• _READING PASSAGE_:

UNITED STATES DISTRICT COURT FOR THE DISTRICT OF KANSAS
Apr 13, 2020
Case No. 2:20-CV-2061-HLT-KGG (D. Kan. Apr. 13, 2020)

Opinion

Case No. 2:20-CV-2061-HLT-KGG

04-13-2020

CGB DIVERSIFIED SERVICES, INC., Plaintiff, v. KANE ADAMS, Defendant.


MEMORANDUM AND ORDER

Plaintiff CGB Diversified Services ("CGB") has sued its former employee, Defendant Kane Adams, for breach of contract, misappropriation of trade secrets under state and federal law, and breach of fiduciary duty, after Adams resigned from CGB and went to work for a competitor. Adams moves to dismiss under Rule 12(b)(6). For the reasons discussed below, the Court grants Adams's motion and dismisses CGB's federal misappropriation claim (Count II). In light of that dismissal, the Court declines to exercise supplemental jurisdiction over CGB's remaining state-law claims (Counts I, III, and IV) and dismisses those claims without prejudice as well. I. BACKGROUND

The following facts are taken from the well-pleaded allegations of the complaint and, consistent with the standards for evaluating motions to dismiss under Rule 12(b)(6), the Court assumes the truth of these facts for purposes of analyzing Adams's motion to dismiss.

CGB is in the business of crop insurance. Doc. 1 at ¶ 11. Adams worked for CGB for more than two years, and during that time he was entrusted with CGB's confidential and proprietary information and trade secrets. Id. at ¶¶ 2, 20-21. Adams was the West District Marketing Director, which meant he was responsible for "developing relationships with independent agents, marketing and promoting [CGB's] expertise in crop insurance and grain marketing." Id. at ¶ 20. In that role, he worked closely with customers and had access to CGB's customer information and profiles, as well as strategies for pricing, marketing, sales, and customer and agent service. Id. at ¶¶ 20, 22. CGB restricts access to and protects this information. Id. at ¶ 21.

• _GIVEN RECORDS_:
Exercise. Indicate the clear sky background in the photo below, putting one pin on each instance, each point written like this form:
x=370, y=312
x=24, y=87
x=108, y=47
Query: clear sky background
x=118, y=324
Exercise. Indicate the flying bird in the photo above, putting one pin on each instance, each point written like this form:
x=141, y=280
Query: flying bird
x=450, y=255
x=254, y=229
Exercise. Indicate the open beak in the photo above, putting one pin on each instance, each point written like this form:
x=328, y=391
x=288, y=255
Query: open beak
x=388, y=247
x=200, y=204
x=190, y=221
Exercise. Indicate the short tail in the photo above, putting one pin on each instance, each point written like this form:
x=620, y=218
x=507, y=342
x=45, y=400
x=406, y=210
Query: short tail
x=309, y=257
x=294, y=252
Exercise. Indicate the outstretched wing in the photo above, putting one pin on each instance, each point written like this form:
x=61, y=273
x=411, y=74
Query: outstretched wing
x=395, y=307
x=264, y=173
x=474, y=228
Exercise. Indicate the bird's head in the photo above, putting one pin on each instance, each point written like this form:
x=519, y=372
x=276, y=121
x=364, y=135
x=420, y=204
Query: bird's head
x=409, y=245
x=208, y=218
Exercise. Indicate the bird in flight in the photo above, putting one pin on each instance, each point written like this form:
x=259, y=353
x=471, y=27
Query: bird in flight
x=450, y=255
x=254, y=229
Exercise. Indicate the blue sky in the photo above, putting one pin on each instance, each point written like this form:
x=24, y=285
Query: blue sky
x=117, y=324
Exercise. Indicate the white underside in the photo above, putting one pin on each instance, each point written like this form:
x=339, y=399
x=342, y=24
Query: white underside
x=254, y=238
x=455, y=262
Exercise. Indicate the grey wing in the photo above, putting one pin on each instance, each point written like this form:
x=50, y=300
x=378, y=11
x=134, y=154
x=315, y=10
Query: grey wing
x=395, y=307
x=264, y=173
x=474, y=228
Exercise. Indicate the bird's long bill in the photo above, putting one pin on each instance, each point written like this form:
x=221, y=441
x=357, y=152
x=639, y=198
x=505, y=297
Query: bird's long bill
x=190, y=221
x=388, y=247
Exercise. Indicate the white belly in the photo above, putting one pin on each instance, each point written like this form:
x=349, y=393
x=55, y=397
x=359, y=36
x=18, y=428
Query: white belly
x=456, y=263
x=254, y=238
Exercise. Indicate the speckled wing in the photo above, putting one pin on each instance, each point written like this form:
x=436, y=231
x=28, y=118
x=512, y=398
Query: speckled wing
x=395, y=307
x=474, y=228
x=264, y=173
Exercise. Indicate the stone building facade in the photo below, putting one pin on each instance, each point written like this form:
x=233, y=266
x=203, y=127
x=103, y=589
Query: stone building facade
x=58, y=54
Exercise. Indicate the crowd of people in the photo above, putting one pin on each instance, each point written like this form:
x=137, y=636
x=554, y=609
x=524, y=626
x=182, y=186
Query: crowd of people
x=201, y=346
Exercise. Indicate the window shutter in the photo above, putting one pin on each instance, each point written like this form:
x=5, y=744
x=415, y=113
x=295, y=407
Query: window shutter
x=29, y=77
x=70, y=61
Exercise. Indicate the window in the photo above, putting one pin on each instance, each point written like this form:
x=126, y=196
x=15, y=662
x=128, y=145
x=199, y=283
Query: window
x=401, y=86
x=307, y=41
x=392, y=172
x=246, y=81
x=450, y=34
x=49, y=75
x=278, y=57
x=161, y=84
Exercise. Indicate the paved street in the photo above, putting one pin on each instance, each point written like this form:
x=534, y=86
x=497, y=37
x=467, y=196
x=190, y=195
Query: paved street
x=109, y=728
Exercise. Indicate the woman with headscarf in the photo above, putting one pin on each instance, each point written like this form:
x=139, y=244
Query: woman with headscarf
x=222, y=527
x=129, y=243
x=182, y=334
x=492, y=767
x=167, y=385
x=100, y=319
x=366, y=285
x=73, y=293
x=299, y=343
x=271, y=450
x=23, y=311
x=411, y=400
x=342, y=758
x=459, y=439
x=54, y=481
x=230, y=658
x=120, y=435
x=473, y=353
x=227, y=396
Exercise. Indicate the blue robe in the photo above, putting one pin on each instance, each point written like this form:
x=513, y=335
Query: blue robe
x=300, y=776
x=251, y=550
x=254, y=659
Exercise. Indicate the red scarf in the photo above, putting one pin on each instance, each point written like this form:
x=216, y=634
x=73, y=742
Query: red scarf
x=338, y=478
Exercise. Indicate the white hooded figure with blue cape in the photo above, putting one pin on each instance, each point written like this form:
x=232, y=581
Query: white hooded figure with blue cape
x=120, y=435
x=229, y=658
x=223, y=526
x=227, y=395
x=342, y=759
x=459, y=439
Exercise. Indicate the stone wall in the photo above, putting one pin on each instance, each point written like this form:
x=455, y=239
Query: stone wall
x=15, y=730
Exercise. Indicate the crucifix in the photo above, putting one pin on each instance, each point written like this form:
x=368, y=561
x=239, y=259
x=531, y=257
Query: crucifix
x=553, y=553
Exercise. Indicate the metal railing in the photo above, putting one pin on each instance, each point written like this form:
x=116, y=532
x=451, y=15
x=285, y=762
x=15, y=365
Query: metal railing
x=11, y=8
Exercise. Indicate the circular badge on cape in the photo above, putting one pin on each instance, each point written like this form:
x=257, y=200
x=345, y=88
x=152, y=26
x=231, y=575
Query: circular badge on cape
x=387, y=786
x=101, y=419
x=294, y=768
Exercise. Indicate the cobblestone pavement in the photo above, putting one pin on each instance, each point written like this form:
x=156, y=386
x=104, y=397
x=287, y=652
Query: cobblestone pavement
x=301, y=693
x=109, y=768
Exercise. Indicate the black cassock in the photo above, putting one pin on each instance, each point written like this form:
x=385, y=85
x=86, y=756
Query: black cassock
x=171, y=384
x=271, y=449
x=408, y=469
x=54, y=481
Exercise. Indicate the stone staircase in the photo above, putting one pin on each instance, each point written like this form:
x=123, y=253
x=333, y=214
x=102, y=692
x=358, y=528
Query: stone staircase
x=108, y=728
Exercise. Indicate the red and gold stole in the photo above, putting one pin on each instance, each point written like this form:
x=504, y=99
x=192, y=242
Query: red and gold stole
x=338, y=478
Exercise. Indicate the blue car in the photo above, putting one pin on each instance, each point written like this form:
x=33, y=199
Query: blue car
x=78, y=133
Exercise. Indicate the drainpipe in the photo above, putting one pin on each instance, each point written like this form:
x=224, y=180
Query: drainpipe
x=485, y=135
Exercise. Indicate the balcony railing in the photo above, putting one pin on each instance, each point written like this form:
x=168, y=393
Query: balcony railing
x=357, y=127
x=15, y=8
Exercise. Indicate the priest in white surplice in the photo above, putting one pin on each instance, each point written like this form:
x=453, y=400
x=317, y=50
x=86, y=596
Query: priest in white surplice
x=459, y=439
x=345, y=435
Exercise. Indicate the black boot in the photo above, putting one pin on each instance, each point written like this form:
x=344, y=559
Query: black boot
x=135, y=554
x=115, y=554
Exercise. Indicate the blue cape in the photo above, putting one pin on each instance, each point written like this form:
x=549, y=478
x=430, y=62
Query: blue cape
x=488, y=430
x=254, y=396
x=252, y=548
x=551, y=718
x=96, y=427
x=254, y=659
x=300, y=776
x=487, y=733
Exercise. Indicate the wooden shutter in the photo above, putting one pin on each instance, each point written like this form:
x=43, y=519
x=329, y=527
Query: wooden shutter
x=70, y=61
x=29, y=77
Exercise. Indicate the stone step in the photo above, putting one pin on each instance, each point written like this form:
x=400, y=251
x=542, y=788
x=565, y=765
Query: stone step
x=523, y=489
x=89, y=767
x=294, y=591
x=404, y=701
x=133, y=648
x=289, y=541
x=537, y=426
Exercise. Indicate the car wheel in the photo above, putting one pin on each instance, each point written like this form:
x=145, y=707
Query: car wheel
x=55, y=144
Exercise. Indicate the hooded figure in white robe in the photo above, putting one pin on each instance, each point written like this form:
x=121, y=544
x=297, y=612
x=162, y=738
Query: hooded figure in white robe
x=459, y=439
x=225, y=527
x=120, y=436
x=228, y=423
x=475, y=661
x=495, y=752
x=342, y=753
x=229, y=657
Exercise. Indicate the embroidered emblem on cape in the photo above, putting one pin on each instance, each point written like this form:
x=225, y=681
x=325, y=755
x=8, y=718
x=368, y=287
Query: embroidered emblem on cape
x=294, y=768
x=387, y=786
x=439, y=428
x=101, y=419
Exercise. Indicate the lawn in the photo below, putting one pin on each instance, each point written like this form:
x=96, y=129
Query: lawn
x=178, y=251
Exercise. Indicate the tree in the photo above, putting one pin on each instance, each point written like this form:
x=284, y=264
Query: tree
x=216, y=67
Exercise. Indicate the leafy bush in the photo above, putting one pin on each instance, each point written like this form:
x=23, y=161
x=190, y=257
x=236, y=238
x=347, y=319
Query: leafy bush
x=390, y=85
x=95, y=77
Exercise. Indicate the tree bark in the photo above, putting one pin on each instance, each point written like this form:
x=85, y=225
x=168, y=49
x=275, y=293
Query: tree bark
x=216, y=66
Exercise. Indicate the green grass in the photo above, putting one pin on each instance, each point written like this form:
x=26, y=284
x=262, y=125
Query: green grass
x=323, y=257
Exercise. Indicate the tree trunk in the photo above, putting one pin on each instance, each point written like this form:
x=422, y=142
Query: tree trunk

• _WHAT TO WORK ON_:
- 1) In the court opinion, what position did Adams hold at CGB?
- 2) Continue the court opinion from the point where it stops.

• _TASK RESPONSES_:
- 1) West District Marketing Director.

- 2)
As part of his employment, CGB issued Adams a laptop. Id. at ¶ 23. Adams also signed an agreement to not use or disclose CGB's confidential information. Id. at ¶¶ 27-28. The agreement prohibited Adams from interfering with, or soliciting, hiring, or encouraging current CGB employees to leave their employment for up to one year after separation from CGB. Id. at ¶ 29.

Adams and three other CGB employees resigned within minutes of each other on January 24, 2020. Id. at ¶ 45. In the weeks leading up to his resignation, Adams "accessed a wide variety and unusually large number of CGB documents" containing confidential information and trade secrets, including customer information. Id. at ¶ 33. The complaint alleges that on eight different dates before his resignation, Adams attached an external memory device to his work laptop and accessed confidential information and trade secrets. Id. at ¶¶ 34-42.

CGB contends that, "[o]n information and belief," Adams used CGB's trade secrets for the benefit of himself and his new employer, which is a competitor of CGB. Id. at ¶¶ 2, 43, 47, 49. Similarly, "[o]n information and belief," CGB alleges Adams engaged in actions against CGB's interest while he was still employed. Id. at ¶ 44. "On information and belief," CGB alleges that Adams intends to use its trade secrets and confidential information and "has shown that he intends to harm [CGB's] relationship with its customers." Id. at ¶¶ 50-53.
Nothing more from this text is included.